(Records of labeled points)
----------------------------------------
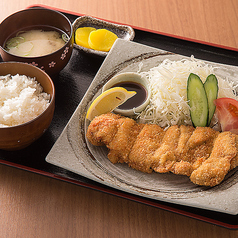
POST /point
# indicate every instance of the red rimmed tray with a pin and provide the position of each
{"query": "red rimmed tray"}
(72, 83)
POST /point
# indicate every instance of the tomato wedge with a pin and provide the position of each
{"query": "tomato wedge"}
(227, 114)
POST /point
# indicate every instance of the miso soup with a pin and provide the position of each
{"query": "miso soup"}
(36, 42)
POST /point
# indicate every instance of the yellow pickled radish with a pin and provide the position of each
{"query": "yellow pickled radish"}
(82, 34)
(101, 39)
(108, 101)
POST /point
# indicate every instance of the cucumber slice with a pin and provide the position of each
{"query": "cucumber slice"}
(197, 100)
(211, 88)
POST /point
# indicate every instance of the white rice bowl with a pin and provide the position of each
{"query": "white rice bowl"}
(21, 99)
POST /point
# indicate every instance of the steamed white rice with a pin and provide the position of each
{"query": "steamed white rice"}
(21, 99)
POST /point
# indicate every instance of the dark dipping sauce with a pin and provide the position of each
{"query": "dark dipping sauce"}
(136, 100)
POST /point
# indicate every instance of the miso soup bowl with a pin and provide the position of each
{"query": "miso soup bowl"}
(38, 18)
(22, 135)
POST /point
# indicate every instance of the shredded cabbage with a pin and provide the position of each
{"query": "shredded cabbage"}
(168, 83)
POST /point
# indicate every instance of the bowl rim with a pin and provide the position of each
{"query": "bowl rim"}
(52, 98)
(42, 9)
(76, 24)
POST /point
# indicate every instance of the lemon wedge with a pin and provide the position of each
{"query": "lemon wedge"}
(82, 34)
(108, 101)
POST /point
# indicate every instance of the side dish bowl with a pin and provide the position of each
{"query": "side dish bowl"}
(122, 31)
(129, 78)
(38, 18)
(21, 136)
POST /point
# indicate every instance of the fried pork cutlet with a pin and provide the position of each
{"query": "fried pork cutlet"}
(203, 154)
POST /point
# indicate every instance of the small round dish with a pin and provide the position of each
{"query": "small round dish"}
(38, 18)
(122, 31)
(20, 136)
(133, 82)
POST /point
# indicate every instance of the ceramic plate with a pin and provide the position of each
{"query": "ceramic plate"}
(73, 152)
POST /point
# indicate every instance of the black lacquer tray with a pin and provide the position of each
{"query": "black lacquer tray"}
(71, 85)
----------------------------------------
WHAT IS ASKED
Ignore the images and quote every line of the listing exactly.

ANSWER TO THE EXERCISE
POST /point
# indicate every instance of the red rimmed tray with a pin and provide the position of each
{"query": "red rimmed tray"}
(72, 83)
POST /point
# indicate every instance of the tomato wedge with a pin and provide the position of each
{"query": "tomato wedge"}
(227, 114)
POST /point
# indicate every instance of the miso soup with a pin and provide the position of each
{"query": "miso soup"}
(36, 42)
POST /point
# indicate every instance of the yellow pickled radish with a pin and provide the position of each
{"query": "yellow pickled radish"}
(82, 34)
(101, 39)
(108, 101)
POST /point
# indicate every instance of the cucumber slice with a pin and provide the position of each
{"query": "cucumber slice"}
(197, 100)
(211, 88)
POST /point
# indicate every instance of the white rice bowl with a pin and provide the position of each
{"query": "white rice bowl"}
(21, 99)
POST /point
# indicate every instance of the steamed white rice with a pin and provide the position of each
{"query": "steamed white rice"}
(21, 99)
POST /point
# indicate every instance of the dark dipping sauce with a pin and provide the position of each
{"query": "dark dipping sauce"}
(136, 100)
POST /point
# indicate every instance of the miso soup bowl with a pin and provide the position of each
{"query": "miso soup bowl"}
(38, 18)
(22, 135)
POST /point
# indicate every instance of the shredded cabbage with a pin and provide the position of each
{"query": "shredded cabbage"}
(168, 83)
POST /point
# indicate every instance of the bowl rim with a pin and provide the position of each
{"query": "bowl rim"}
(52, 98)
(42, 9)
(76, 24)
POST /point
# indicate every instance of the lemon wedge with a pin and provide the position of each
{"query": "lemon wedge"}
(82, 34)
(108, 101)
POST /point
# indicate every instance of the side dish bowl with a pin and provide the position of each
{"query": "side dish bowl"}
(122, 31)
(129, 78)
(38, 18)
(21, 136)
POST /point
# indicate every instance of the fried pork cutlet with a pin and provide the position of each
{"query": "fried pork cutlet"}
(203, 154)
POST /point
# indicate every instance of the small round dish with a pin and provide the position of each
{"query": "small round dish"}
(38, 18)
(122, 31)
(20, 136)
(133, 82)
POST /point
# indicate every instance of the ceramic plate with a pin and provide the position of each
{"query": "ceramic plate"}
(73, 152)
POST /point
# indicate every instance of the black lacquer tray with a pin and provide the position of each
{"query": "black lacquer tray"}
(71, 85)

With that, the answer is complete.